Texto fuente ->
┌──

Las Escrituras nos sugieren innumerables metáforas para expresar quiénes y cómo son Dios, Jesús, el Espíritu Santo y la Iglesia.
Dios —en la Biblia— es una roca, un pastor, un alfarero, un caudillo militar, una nube, un viñedo, un águila, un león, una gallina madre, una fortaleza y un escudo. Jesús es presentado como un profeta, un pastor, un rabino, un maestro, un taumaturgo, un novio, un cordero degollado, el Mesías y el Hijo de Dios. Y hasta pan y vino dispuesto a ser comido y bebido. La Iglesia, por su parte, es considerada —al mismo tiempo— madre, esposa, familia, barca, cuerpo de Cristo, pueblo de Dios y luz del mundo.
Sin embargo, a pesar de la sobreabundancia de títulos, sabemos que Dios, Jesús y la Iglesia son todo eso y mucho más. Una metáfora nunca agota el significado, simplemente se aproxima desde un ángulo particular, realizando una cata en el suelo profundo del sentido.
Los primeros teólogos cristianos que reflexionaron sobre esta cuestión pronto cayeron en la cuenta de que los títulos divinos expresan el modo como Dios —sin dejar de ser un misterio sagrado e inaccesible— se hace próximo, transformándose en un «Dios con nosotros», cercano y accesible.
La Biblia ofrece un deslumbrante abanico de expresiones, sin embargo, muchas de ellas hoy nos resultan extrañas y precisan ser reinterpretadas. El problema que enfrentamos es que metáforas que eran claras y evidentes en otra época se han vuelto oscuras y confusas con el paso del tiempo: ¿Qué significa que Dios es un cordero que espera ser desposado? ¿Cómo interpretar que Cristo es una vid, y nosotros los sarmientos? ¿Y que la Iglesia es una barca?
Un segundo problema surge de la necesidad de articular las diversas metáforas, permitiendo que unas «equilibren» e iluminen el significado de otras, sin eclipsarlas.
El ejemplo de la doble naturaleza de Jesucristo es ilustrativo. Nuestra tradición afirma que el hijo de María es —al mismo tiempo— Dios y hombre. Ambos atributos resultan en apariencia contradictorios, como fuerzas que empujan en direcciones opuestas. Algo similar sucede con los atributos divinos. ¿Cómo puede ser que Yahvé sea irascible y compasivo, impulsivo y paciente, violento y pacífico, maternal y paternal? Radicalizar cualquiera de esos rasgos a costa del resto conduce a un empobrecimiento en la comprensión de Dios.

└──

Objetivo del ejercicio ->
Responde a partir del texto sobre las metáforas bíblicas:
(a) ¿Qué animales aparecen en la lista de metáforas de Dios?
(b) ¿Qué es lo que una metáfora nunca agota?
(c) Según los primeros teólogos cristianos, ¿en qué se transforma Dios al hacerse próximo?

Bloque de datos ->
┌──

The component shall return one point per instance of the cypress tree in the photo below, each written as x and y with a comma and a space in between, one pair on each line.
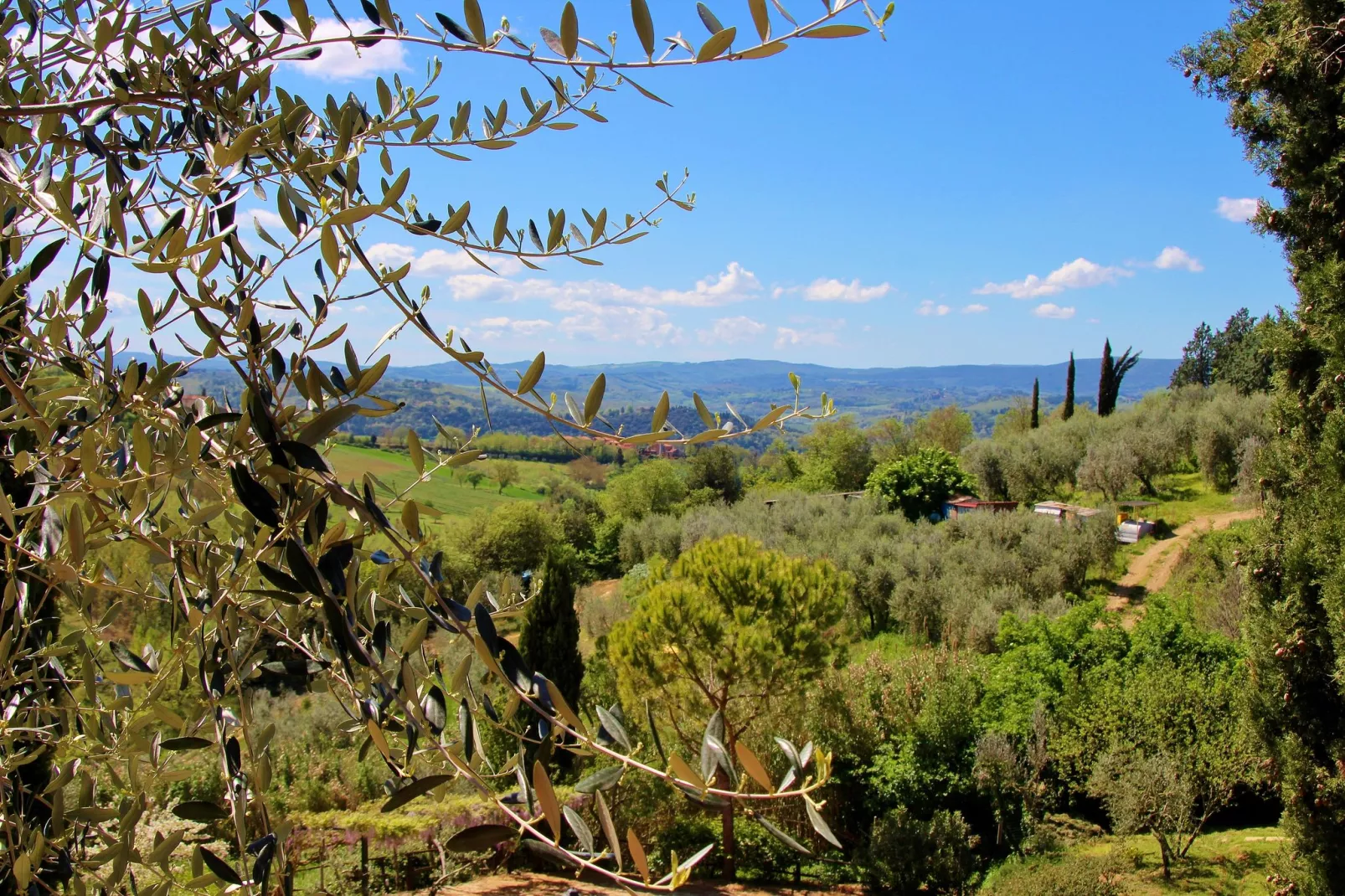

└──

Resultado obtenido ->
(a) Un águila, un león y una gallina madre.
(b) El significado.
(c) En un «Dios con nosotros», cercano y accesible.